Records to process Start Marker

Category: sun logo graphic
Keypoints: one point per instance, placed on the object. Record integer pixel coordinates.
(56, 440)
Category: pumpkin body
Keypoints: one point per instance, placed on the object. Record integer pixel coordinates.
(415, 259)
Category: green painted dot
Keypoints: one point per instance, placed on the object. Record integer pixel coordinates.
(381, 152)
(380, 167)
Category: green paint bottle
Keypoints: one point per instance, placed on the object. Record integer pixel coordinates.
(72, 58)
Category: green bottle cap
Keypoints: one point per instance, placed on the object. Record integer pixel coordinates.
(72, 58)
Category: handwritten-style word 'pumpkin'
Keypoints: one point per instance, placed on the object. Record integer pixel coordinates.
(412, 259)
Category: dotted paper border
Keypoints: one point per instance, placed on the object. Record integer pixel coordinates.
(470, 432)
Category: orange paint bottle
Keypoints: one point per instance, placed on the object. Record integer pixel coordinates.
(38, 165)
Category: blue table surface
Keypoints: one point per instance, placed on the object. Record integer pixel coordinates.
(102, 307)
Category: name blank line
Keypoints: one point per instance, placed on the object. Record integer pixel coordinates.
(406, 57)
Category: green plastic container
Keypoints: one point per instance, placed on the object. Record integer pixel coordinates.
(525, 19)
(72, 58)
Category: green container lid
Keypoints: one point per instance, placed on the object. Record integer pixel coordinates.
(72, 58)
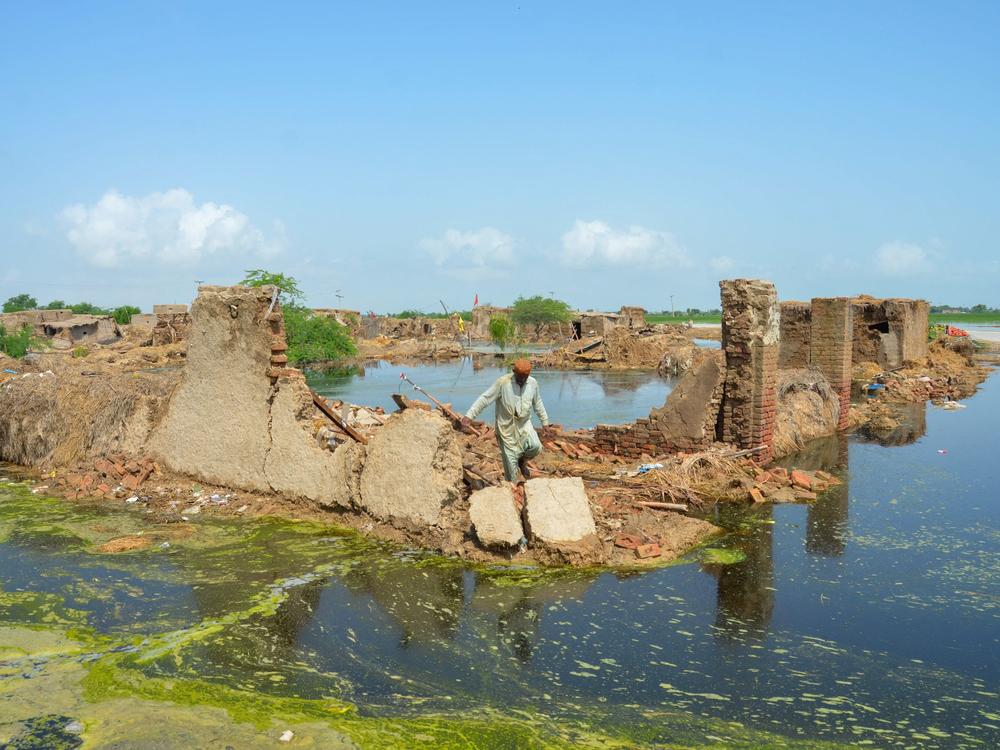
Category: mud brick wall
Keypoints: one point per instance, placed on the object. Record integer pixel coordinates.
(831, 348)
(685, 423)
(795, 328)
(909, 319)
(750, 334)
(890, 331)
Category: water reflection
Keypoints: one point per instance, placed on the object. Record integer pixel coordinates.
(574, 398)
(426, 606)
(912, 426)
(745, 590)
(516, 611)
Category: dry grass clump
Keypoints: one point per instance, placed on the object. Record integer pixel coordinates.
(57, 420)
(807, 408)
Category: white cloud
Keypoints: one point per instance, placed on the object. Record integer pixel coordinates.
(167, 227)
(902, 259)
(591, 243)
(471, 255)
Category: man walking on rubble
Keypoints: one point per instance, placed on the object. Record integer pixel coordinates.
(516, 395)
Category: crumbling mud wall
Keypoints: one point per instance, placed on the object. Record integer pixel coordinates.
(795, 330)
(686, 422)
(831, 347)
(241, 418)
(890, 332)
(56, 419)
(807, 408)
(750, 334)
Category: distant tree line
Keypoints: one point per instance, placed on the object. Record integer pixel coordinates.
(978, 309)
(21, 302)
(310, 337)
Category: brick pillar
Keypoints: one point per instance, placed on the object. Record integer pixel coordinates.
(831, 345)
(750, 321)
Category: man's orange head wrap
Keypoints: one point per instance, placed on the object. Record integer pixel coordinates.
(522, 368)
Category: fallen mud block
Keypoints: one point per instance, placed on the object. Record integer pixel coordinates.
(495, 517)
(413, 468)
(557, 511)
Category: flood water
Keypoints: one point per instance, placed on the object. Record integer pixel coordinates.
(572, 398)
(868, 618)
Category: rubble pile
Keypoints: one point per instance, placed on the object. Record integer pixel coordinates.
(944, 375)
(111, 476)
(170, 328)
(781, 485)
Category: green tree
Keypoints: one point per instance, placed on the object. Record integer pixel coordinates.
(310, 337)
(20, 302)
(288, 286)
(537, 311)
(17, 343)
(123, 315)
(86, 308)
(503, 331)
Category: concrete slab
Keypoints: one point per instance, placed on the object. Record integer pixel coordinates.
(495, 517)
(558, 510)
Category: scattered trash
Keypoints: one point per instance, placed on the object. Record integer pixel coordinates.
(952, 406)
(648, 467)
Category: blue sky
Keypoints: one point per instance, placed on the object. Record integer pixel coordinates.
(406, 153)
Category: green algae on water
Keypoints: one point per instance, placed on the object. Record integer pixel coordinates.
(722, 556)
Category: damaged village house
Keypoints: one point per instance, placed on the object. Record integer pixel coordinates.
(236, 416)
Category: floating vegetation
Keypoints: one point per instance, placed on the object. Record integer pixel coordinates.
(803, 627)
(722, 556)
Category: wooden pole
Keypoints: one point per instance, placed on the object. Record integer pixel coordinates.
(322, 406)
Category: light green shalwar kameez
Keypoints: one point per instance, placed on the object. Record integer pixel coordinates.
(515, 434)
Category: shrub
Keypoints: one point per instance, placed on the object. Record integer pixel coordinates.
(123, 315)
(502, 331)
(314, 338)
(537, 311)
(310, 338)
(20, 302)
(16, 344)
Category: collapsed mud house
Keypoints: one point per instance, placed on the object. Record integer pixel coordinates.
(63, 329)
(236, 416)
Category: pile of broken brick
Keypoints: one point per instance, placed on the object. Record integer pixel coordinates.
(108, 477)
(779, 485)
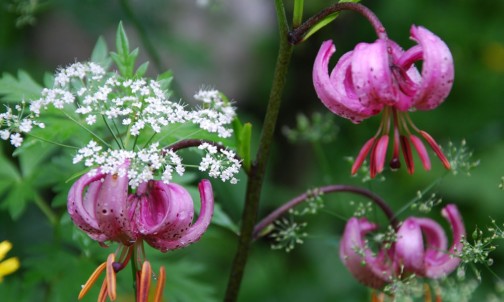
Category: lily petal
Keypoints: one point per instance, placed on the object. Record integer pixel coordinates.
(441, 264)
(333, 97)
(112, 209)
(194, 232)
(369, 270)
(371, 74)
(167, 211)
(409, 247)
(82, 210)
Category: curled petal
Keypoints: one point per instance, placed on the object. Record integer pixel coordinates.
(110, 276)
(112, 209)
(436, 148)
(334, 94)
(83, 210)
(409, 247)
(369, 270)
(437, 69)
(422, 151)
(372, 76)
(165, 212)
(441, 263)
(194, 232)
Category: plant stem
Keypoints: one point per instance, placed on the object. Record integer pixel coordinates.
(46, 209)
(319, 191)
(258, 168)
(188, 143)
(297, 35)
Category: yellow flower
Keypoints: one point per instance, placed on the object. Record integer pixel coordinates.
(10, 265)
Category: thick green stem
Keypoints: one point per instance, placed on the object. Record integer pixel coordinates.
(258, 168)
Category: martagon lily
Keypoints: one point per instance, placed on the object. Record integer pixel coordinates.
(409, 254)
(158, 213)
(381, 77)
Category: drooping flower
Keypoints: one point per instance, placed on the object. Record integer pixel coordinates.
(409, 254)
(10, 265)
(381, 76)
(157, 213)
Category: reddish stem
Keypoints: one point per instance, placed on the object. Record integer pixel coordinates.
(323, 190)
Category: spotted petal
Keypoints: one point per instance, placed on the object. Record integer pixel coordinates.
(194, 232)
(334, 91)
(112, 208)
(437, 68)
(83, 210)
(372, 271)
(165, 211)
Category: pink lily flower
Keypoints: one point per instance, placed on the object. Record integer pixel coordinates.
(159, 213)
(102, 212)
(380, 76)
(165, 212)
(409, 254)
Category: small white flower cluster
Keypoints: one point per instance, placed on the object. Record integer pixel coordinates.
(220, 163)
(215, 113)
(142, 167)
(13, 125)
(87, 94)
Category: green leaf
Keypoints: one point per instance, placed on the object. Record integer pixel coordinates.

Records to process End Marker

Line by line, retype the records above exactly, minus the images.

• _Response to this exercise_:
Category: sun logo graphic
Keypoints: one point per instance, placed on the object. Record integer pixel coordinates.
(56, 440)
Category: pumpkin body
Keypoints: one point per instance, placed on the object. Record integer pixel coordinates.
(415, 259)
Category: green painted dot
Keypoints: one point per instance, placed on the object. Record integer pixel coordinates.
(381, 152)
(380, 167)
Category: green paint bottle
Keypoints: one point per instance, placed on the object. Record integer pixel coordinates.
(72, 58)
Category: green bottle cap
Keypoints: one point per instance, placed on the object. Record integer pixel coordinates.
(72, 58)
Category: handwritten-style word 'pumpkin'
Keypoints: one point per instance, placed on the object. Record integer pixel coordinates.
(412, 259)
Category: dotted paper border
Keypoints: one point per instance, placed on the object. Record integer pixel coordinates.
(470, 432)
Category: orange paint bottle
Keypoints: one point per instance, placed on the object. Record integer pixel coordinates.
(38, 165)
Category: blue table surface
Keypoints: one point per instance, placed on the object. Record integer pixel coordinates.
(102, 307)
Category: name blank line
Keypoints: one point per instance, placed on the object. Record integer pixel coordinates.
(406, 57)
Category: green plastic container
Keypoints: one point per instance, placed on the object. Record integer pixel coordinates.
(525, 19)
(72, 58)
Category: green container lid
Keypoints: one point per instance, placed on the object. Record integer pixel coordinates.
(72, 58)
Category: mud brick wall
Keypoints: one point per instance, placed on the object. Record integer pixel coordinates.
(831, 348)
(685, 423)
(795, 328)
(909, 319)
(750, 334)
(890, 331)
Category: water reflection
Keypoints: one point per instance, placed on the object. Record integer pixel coordinates.
(574, 398)
(426, 606)
(912, 426)
(745, 590)
(516, 611)
Category: dry grass clump
Keypoints: one point per instance, placed on the object. Record integer pixel coordinates.
(57, 420)
(807, 408)
Category: white cloud
Keypoints: one point per instance, placed on the object. Record integer pixel coordinates.
(167, 227)
(902, 259)
(591, 243)
(471, 255)
Category: man walking on rubble
Keypoints: one point per instance, placed on the object. Record integer pixel coordinates.
(516, 395)
Category: crumbling mud wall
Keypoints: one point per instance, placed on the object. Record integer pixel coordinates.
(795, 330)
(686, 422)
(831, 347)
(241, 418)
(890, 332)
(56, 419)
(807, 408)
(750, 334)
Category: distant tree line
Keypoints: one point per instance, placed on the object. Record integer pixel coordinates.
(978, 309)
(21, 302)
(310, 337)
Category: brick pillar
Keypoints: one point per instance, placed on the object. Record integer pixel coordinates.
(831, 345)
(750, 321)
Category: man's orange head wrap
Keypoints: one point per instance, placed on the object. Record integer pixel coordinates.
(522, 368)
Category: fallen mud block
Keypoints: one point per instance, placed on the object. Record integer pixel coordinates.
(495, 517)
(413, 468)
(557, 511)
Category: flood water
Keypoints: one point per instance, placed on the object. Record integer pixel coordinates.
(572, 398)
(868, 618)
Category: rubble pile
Keypoints: one point per instance, placed on the object. Record integer pixel coordinates.
(944, 375)
(111, 476)
(170, 328)
(781, 485)
Category: green tree
Keypoints: one point per instance, placed on the object. Record integer pixel coordinates.
(310, 337)
(20, 302)
(288, 286)
(537, 311)
(17, 343)
(123, 315)
(86, 308)
(503, 331)
Category: concrete slab
Keypoints: one point per instance, placed on the object. Record integer pixel coordinates.
(495, 517)
(558, 510)
Category: scattered trash
Keypoints: one point per instance, placed on the object. Record integer pixel coordinates.
(952, 406)
(648, 467)
Category: blue sky
Keypoints: one point per instance, placed on the object. Record integer pixel coordinates.
(406, 153)
Category: green algae on water
Keypoints: one point per instance, placed on the object. Record integer pixel coordinates.
(722, 556)
Category: damaged village house
Keypoints: one point per instance, placed on the object. Record integer pixel coordinates.
(236, 416)
Category: floating vegetation
Keypoints: one point per instance, placed on the object. Record integer pixel coordinates.
(803, 627)
(722, 556)
Category: wooden pole
Keypoints: one point per instance, placed on the object. Record integer pixel coordinates.
(322, 406)
Category: light green shalwar kameez
Keypoints: one point per instance, placed on the object. Record integer pixel coordinates.
(515, 434)
Category: shrub
Keypoints: one point per instance, placed on the object. Record integer pixel coordinates.
(123, 315)
(502, 331)
(314, 338)
(537, 311)
(310, 338)
(20, 302)
(16, 344)
Category: collapsed mud house
Keypoints: one point per instance, placed on the object. Record integer pixel coordinates.
(63, 329)
(236, 416)
Category: pile of broken brick
Keypoints: one point per instance, placed on the object. Record integer pixel coordinates.
(108, 477)
(779, 485)
Category: lily petal
Keypoints: one point per instance, placed on the object. Record integer pixel coordinates.
(441, 264)
(333, 97)
(112, 209)
(194, 232)
(369, 270)
(371, 74)
(167, 211)
(409, 247)
(82, 210)
Category: curled petal
Keypoints: one point per instance, placed on the object. Record integer pixel coordinates.
(110, 276)
(112, 209)
(436, 148)
(334, 94)
(83, 210)
(409, 247)
(369, 270)
(437, 69)
(422, 151)
(372, 76)
(165, 212)
(441, 263)
(194, 232)
Category: plant stem
Keypoints: one point per instance, placed on the object. Record integer pixel coordinates.
(46, 209)
(319, 191)
(258, 168)
(188, 143)
(297, 35)
Category: yellow flower
Keypoints: one point per instance, placed on the object. Record integer pixel coordinates.
(10, 265)
Category: thick green stem
Keypoints: one point per instance, placed on the object. Record integer pixel coordinates.
(258, 168)
Category: martagon lily
Keypoints: one point per instance, placed on the object. Record integer pixel coordinates.
(409, 254)
(158, 213)
(381, 77)
Category: drooping flower
Keypoints: one point per instance, placed on the object. Record integer pixel coordinates.
(409, 254)
(10, 265)
(381, 76)
(157, 213)
Category: reddish stem
Keypoints: one point per instance, placed on the object. Record integer pixel coordinates.
(323, 190)
Category: spotted petal
Keypoints: one point per instance, placed on the object. Record integer pixel coordinates.
(194, 232)
(334, 91)
(112, 208)
(437, 68)
(83, 210)
(372, 271)
(165, 211)
Category: pink lily flower
Keypoints: one point per instance, placed on the object. Record integer pixel coordinates.
(159, 213)
(102, 212)
(380, 76)
(165, 212)
(409, 254)
Category: small white flower cluster
Keypoints: one point per instance, placed on the object. Record integer pixel coordinates.
(220, 163)
(215, 113)
(142, 167)
(13, 125)
(87, 94)
Category: green leaf
Keypoints: one point per instance, placed on the object. Record integer pixel coordinates.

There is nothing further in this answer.